#### Text section

Are you protecting your people, property and products
well enough? Most facilities professionals would answer
yes, but the truth is that many “secure” facilities are
anything but. It doesn’t matter how many state-of-the-
art security systems you install if the cameras don’t cover enough
ground or locked entrances are regularly left propped open for the
sake of convenience.
Hardening your building against crime starts with a thorough understanding of the threats facing
your facility and an acknowledgement that standing by and hoping nothing happens is no longer an
option. Security often receives the bare minimum in funding and attention because investing in physical
protection impacts immediate profit margins. As a result, organizations that neglect physical security
are setting themselves up for anything from theft of valuable products, equipment or data (page 24)
to a violent attack.

########
#### Entries shown

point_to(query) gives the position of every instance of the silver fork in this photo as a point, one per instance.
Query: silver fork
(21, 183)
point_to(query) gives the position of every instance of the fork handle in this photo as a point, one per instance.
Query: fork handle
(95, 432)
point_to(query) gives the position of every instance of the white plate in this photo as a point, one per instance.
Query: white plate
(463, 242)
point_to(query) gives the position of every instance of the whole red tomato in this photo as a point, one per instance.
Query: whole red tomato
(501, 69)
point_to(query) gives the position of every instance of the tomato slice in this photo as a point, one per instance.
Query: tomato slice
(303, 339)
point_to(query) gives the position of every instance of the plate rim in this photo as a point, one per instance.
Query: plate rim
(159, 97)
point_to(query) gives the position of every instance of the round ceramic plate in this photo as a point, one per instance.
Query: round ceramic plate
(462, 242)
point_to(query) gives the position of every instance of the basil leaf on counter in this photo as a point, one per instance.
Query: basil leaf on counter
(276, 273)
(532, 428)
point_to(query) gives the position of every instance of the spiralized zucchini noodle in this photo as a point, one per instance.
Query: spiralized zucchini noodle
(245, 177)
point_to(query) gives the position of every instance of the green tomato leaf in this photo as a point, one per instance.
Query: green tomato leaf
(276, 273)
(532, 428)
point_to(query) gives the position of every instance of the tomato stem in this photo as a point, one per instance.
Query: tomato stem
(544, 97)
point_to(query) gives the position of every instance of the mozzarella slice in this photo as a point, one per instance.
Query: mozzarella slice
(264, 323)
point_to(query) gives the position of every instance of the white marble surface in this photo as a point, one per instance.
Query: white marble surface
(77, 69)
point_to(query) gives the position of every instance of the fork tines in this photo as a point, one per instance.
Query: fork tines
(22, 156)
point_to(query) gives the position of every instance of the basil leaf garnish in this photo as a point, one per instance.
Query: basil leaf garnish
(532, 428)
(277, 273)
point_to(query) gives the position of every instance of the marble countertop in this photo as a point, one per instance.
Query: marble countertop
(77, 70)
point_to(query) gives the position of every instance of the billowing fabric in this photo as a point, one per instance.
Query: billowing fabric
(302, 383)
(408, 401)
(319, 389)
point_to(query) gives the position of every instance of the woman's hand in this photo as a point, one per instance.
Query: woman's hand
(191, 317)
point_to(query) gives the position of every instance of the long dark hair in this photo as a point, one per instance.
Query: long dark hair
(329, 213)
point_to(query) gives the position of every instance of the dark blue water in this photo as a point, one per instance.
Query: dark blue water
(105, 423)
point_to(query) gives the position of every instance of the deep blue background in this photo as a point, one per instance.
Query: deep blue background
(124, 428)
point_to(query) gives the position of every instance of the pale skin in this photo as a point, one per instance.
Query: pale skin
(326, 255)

########
#### Entries shown

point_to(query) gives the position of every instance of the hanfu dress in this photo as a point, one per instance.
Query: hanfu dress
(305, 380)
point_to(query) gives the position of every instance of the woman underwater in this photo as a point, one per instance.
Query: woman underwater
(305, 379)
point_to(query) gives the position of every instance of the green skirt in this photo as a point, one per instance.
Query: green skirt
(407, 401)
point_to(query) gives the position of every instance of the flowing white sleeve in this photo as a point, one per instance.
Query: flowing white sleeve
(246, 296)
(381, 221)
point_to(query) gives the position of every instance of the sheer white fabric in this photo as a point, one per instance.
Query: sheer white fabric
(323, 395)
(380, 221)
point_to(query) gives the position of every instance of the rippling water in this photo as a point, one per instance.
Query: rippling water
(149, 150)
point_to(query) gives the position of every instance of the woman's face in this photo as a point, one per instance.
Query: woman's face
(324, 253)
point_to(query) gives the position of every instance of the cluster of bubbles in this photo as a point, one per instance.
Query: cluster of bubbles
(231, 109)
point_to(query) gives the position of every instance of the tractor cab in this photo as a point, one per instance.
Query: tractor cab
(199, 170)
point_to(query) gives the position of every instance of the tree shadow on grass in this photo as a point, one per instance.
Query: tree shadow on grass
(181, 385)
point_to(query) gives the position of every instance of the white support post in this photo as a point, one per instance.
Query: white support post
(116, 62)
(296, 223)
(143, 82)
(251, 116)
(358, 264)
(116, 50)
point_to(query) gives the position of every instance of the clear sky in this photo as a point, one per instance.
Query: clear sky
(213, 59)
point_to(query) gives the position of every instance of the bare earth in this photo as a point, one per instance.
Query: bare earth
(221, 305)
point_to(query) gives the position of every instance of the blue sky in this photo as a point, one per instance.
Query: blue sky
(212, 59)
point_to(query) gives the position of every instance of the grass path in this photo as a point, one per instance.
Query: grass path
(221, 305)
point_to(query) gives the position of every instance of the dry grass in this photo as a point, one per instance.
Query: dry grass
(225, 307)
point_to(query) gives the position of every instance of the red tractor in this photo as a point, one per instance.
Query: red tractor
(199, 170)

########

What to work on>
- 1) According to the security text, why does security often get the bare minimum in funding and attention?
- 2) Revise the stretch of the security text from "Hardening your building" through "a violent attack.", writing "budget" in place of "funding".

Outputs>
- 1) Because investing in physical protection impacts immediate profit margins.

- 2)
Hardening your building against crime starts with a thorough understanding of the threats facing
your facility and an acknowledgement that standing by and hoping nothing happens is no longer an
option. Security often receives the bare minimum in budget and attention because investing in physical
protection impacts immediate profit margins. As a result, organizations that neglect physical security
are setting themselves up for anything from theft of valuable products, equipment or data (page 24)
to a violent attack.